Provided text below:

Harvard's Marc Lipsitch, PhD, told Nature, "Overall the White House memo is encouraging as the first, small step in a comprehensive approach to biosafety and biosecurity, but it will have little effect unless many other changes are put in place, which remain unspecified at this time."
Aug 28 OSTP statement
Aug 19 OSTP memo
Aug 29 Nature News story
Related Aug 27 CIDRAP News scan
Islamic extremist's laptop found to hold bioterror manual
A laptop computer captured from an Islamic extremist in Syria contains detailed instructions on how to weaponize the bacteria that cause bubonic plague and use them in a terrorist attack, Foreign Policy reported yesterday.
Meanwhile, Britain raised its terror alert level to "severe," the BBC noted today.
The laptop was owned by a Tunisian national who studied chemistry and physics before joining the rebel group known as the Islamic State, or ISIS, in Syria. It was confiscated from an ISIS hideout in January in Syria's Idlib governorate, which borders Turkey.

End of Provided text.
Supplied entries below:

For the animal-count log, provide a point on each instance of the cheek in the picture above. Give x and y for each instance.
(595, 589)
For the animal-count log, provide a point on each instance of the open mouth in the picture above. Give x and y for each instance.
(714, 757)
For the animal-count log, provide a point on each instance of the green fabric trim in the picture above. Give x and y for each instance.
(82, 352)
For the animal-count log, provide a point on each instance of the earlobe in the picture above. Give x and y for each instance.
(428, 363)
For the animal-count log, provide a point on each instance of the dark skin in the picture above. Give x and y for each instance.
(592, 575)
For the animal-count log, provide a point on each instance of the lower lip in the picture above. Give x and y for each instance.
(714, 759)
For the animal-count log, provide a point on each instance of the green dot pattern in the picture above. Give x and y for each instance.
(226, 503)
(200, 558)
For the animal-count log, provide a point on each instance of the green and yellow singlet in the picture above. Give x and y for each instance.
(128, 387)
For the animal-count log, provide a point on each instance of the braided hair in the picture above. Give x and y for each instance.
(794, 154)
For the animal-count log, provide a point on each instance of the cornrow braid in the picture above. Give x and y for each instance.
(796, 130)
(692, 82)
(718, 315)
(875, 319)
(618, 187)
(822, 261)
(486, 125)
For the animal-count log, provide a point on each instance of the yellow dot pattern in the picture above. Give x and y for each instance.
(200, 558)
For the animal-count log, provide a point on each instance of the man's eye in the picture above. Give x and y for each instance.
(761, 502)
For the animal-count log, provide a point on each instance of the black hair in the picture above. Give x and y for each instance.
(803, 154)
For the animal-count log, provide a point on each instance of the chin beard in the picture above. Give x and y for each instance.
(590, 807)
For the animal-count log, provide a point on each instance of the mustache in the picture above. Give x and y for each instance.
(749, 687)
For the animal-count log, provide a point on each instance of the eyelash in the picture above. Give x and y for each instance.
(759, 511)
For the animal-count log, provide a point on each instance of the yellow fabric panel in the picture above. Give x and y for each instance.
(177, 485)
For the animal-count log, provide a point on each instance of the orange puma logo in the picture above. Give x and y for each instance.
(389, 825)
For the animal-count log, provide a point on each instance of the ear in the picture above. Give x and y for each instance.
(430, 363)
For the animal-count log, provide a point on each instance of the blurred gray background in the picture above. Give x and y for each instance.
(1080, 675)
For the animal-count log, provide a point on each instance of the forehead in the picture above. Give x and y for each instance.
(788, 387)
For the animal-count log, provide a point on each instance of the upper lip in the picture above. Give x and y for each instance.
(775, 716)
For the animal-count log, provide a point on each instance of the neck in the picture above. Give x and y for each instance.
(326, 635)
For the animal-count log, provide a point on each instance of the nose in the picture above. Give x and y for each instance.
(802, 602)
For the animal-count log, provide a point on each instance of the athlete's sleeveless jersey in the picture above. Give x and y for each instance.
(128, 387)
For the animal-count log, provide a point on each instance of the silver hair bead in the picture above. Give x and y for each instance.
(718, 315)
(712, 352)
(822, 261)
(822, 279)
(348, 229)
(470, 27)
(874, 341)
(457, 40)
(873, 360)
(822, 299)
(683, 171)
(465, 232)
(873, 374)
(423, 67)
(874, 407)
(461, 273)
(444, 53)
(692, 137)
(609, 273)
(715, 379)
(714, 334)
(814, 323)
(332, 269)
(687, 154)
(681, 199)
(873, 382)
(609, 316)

End of Supplied entries.

- Your tasks
1/ Copy out the section of the biosecurity news text starting at "Aug 28 OSTP" and ending at "Policy reported yesterday.".
2/ Go on with the biosecurity news text from its final sentence.

- Exercise answers
1/
Aug 28 OSTP statement
Aug 19 OSTP memo
Aug 29 Nature News story
Related Aug 27 CIDRAP News scan
Islamic extremist's laptop found to hold bioterror manual
A laptop computer captured from an Islamic extremist in Syria contains detailed instructions on how to weaponize the bacteria that cause bubonic plague and use them in a terrorist attack, Foreign Policy reported yesterday.

2/
The laptop contained a 19-page manual in Arabic on how to develop biological weapons and weaponize Yersinia pestis, which causes bubonic plague, from infected animals. "The advantage of biological weapons is that they do not cost a lot of money, while the human casualties can be huge," the manual states.
The computer also contained a fatwa, or Islamic ruling, permitting the use of weapons of mass destruction on non-Muslims.
Aug 28 Foreign Policy report
The BBC story said the UK's terror threat level is being raised from "substantial" to "severe" in response to conflicts in Iraq and Syria, Home Secretary Theresa May said, meaning an attack is "highly likely." The level is the second highest of five.
May, however, said there was no intelligence information to suggest an attack was imminent.
UK Prime Minister David Cameron spoke of a "growing" threat of British nationals fighting in Syria and Iraq and then returning home. He said that extremists who are attempting to establish an Islamic state in Syria represent a "greater and deeper threat to our security than we have known before."
He said UK residents "might see some changes in terms of policing and the number of armed police."
Aug 29 BBC report
Study: Teeming microbes in a home closely relate to its inhabitants
The microbes within a dwelling closely reflect the microbiota of its inhabitants and change rapidly when the inhabitants move in or out, say the authors of a study in today's issue of Science.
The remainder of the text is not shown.